# Directions for this task
Give every line below again, exactly as it appears.

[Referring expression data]
+ + + +

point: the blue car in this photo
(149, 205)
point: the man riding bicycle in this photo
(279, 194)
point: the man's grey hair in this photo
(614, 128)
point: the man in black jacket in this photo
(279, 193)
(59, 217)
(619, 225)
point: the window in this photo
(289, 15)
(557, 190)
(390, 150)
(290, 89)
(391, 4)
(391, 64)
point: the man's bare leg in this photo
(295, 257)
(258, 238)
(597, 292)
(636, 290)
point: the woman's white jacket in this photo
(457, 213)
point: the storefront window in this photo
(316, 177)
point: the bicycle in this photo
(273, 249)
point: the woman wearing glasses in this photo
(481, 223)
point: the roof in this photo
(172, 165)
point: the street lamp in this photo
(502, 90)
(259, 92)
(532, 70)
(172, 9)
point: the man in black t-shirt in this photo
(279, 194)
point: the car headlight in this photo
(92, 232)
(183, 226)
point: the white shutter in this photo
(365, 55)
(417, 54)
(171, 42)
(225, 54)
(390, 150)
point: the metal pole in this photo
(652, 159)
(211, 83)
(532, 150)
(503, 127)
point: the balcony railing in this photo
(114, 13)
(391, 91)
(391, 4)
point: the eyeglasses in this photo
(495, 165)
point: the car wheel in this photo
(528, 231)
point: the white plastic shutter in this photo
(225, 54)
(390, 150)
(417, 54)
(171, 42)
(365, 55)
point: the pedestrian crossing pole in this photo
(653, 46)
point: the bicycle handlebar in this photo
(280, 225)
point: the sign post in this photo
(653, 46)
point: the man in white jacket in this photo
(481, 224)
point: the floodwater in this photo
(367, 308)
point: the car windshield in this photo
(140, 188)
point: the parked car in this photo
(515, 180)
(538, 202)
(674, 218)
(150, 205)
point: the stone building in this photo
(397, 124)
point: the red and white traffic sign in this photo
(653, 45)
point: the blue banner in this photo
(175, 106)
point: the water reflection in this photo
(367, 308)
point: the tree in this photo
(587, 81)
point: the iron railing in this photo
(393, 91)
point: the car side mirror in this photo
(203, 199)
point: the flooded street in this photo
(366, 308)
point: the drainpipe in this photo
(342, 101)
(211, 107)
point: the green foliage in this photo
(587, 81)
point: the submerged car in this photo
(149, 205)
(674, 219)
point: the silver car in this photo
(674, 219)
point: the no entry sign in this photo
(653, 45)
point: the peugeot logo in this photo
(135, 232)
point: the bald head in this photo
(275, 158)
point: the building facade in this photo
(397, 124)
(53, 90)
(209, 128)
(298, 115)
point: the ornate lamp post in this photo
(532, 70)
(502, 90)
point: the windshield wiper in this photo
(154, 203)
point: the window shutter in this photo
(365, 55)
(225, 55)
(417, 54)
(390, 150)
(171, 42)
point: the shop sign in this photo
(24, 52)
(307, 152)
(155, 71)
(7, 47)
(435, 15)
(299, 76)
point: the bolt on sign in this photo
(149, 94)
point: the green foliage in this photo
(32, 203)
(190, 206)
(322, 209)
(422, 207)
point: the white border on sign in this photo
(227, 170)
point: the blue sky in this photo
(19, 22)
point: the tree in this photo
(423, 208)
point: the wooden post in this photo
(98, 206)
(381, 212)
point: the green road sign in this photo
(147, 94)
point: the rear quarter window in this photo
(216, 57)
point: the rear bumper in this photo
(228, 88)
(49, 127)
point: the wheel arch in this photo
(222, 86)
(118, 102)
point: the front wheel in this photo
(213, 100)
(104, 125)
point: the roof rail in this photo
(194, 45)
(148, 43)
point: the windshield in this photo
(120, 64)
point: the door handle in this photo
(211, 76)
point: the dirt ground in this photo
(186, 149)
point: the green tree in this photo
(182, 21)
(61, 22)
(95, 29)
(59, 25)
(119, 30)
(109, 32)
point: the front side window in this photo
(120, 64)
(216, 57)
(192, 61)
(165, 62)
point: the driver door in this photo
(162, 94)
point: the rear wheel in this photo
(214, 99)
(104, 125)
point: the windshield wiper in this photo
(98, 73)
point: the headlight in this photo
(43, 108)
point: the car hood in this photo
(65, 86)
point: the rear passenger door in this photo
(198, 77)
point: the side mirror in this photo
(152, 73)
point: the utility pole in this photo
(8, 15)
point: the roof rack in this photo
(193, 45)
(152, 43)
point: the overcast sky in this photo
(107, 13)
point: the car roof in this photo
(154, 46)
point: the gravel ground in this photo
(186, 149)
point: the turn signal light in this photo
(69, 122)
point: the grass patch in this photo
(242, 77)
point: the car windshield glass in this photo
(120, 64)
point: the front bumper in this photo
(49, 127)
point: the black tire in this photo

+ + + +

# Written response
point: the blue car in this photo
(149, 205)
point: the man riding bicycle in this photo
(279, 194)
point: the man's grey hair in this photo
(614, 128)
point: the man in black jacket in this photo
(279, 193)
(59, 217)
(619, 225)
point: the window in this photo
(289, 15)
(557, 190)
(390, 150)
(290, 89)
(391, 4)
(391, 64)
point: the man's bare leg in this photo
(295, 257)
(258, 238)
(597, 292)
(636, 290)
point: the woman's white jacket in this photo
(457, 213)
point: the storefront window in this photo
(316, 177)
point: the bicycle in this photo
(273, 249)
point: the woman wearing glasses in this photo
(481, 223)
point: the roof in this photo
(172, 165)
point: the street lamp in this photo
(502, 90)
(259, 92)
(532, 70)
(172, 9)
point: the man in black t-shirt in this photo
(279, 194)
point: the car headlight in this photo
(92, 232)
(183, 226)
point: the white shutter in this photo
(365, 55)
(417, 54)
(171, 42)
(225, 54)
(390, 150)
point: the metal pole in this photo
(652, 159)
(211, 83)
(532, 150)
(503, 127)
point: the balcony railing in this photo
(114, 13)
(391, 91)
(391, 4)
point: the eyeglasses in this photo
(495, 165)
point: the car wheel in this photo
(528, 231)
point: the white plastic shutter in this photo
(225, 54)
(390, 150)
(417, 54)
(171, 42)
(365, 55)
point: the pedestrian crossing pole in this photo
(653, 46)
point: the bicycle handlebar in this photo
(280, 225)
point: the sign post in this photo
(653, 46)
point: the man in white jacket in this photo
(481, 224)
point: the floodwater in this photo
(367, 308)
point: the car windshield in this photo
(140, 188)
point: the parked car in this photo
(515, 180)
(538, 202)
(674, 218)
(150, 205)
point: the stone building in this photo
(397, 124)
point: the red and white traffic sign in this photo
(653, 45)
point: the blue banner in this photo
(175, 106)
point: the water reflection in this photo
(367, 308)
point: the tree in this photo
(587, 81)
point: the iron railing in this photo
(393, 91)
point: the car side mirror in this photo
(203, 199)
point: the flooded street in this photo
(366, 308)
point: the drainpipe in this photo
(342, 101)
(211, 107)
point: the green foliage in this photo
(587, 81)
point: the submerged car in this photo
(149, 205)
(674, 219)
point: the silver car in this photo
(674, 219)
point: the no entry sign in this photo
(653, 45)
point: the peugeot logo in this photo
(135, 232)
point: the bald head in this photo
(275, 158)
point: the building facade in this photo
(397, 124)
(53, 90)
(209, 128)
(298, 115)
point: the ornate lamp post in this photo
(532, 70)
(502, 90)
point: the windshield wiper in this photo
(154, 203)
point: the window shutter in this photo
(365, 55)
(225, 55)
(417, 54)
(390, 150)
(171, 42)
point: the shop sign in this photo
(24, 52)
(307, 152)
(155, 71)
(7, 47)
(435, 15)
(299, 76)
point: the bolt on sign in this photo
(149, 94)
point: the green foliage in this photo
(32, 203)
(190, 206)
(322, 209)
(422, 207)
point: the white border on sign in this photo
(227, 170)
point: the blue sky in this photo
(19, 22)
point: the tree in this photo
(423, 208)
point: the wooden post in this photo
(98, 206)
(381, 212)
point: the green road sign in this photo
(147, 94)
point: the rear quarter window in this photo
(216, 57)
point: the rear bumper in this photo
(228, 88)
(49, 127)
point: the wheel arch in this photo
(222, 86)
(118, 102)
point: the front wheel in this photo
(213, 100)
(104, 125)
point: the roof rail in this photo
(194, 45)
(148, 43)
point: the windshield in this photo
(120, 64)
point: the door handle in this photo
(211, 76)
point: the dirt ground in this photo
(186, 149)
point: the green tree in this photo
(182, 21)
(61, 22)
(95, 29)
(59, 25)
(119, 30)
(109, 32)
point: the front side window in this photo
(120, 64)
(216, 57)
(192, 61)
(165, 62)
point: the driver door in this photo
(162, 94)
point: the rear wheel in this photo
(214, 99)
(104, 125)
point: the windshield wiper in this photo
(98, 73)
point: the headlight in this photo
(43, 108)
point: the car hood in this photo
(65, 86)
point: the rear passenger door in this photo
(198, 77)
point: the side mirror in this photo
(152, 73)
point: the utility pole in this photo
(8, 15)
point: the roof rack in this photo
(193, 45)
(152, 43)
point: the overcast sky in this photo
(107, 13)
point: the car roof in this photo
(154, 46)
point: the gravel ground in this photo
(186, 149)
point: the turn signal light in this photo
(69, 122)
point: the grass patch in this photo
(242, 77)
point: the car windshield glass in this photo
(120, 64)
point: the front bumper in this photo
(49, 127)
point: the black tire in this photo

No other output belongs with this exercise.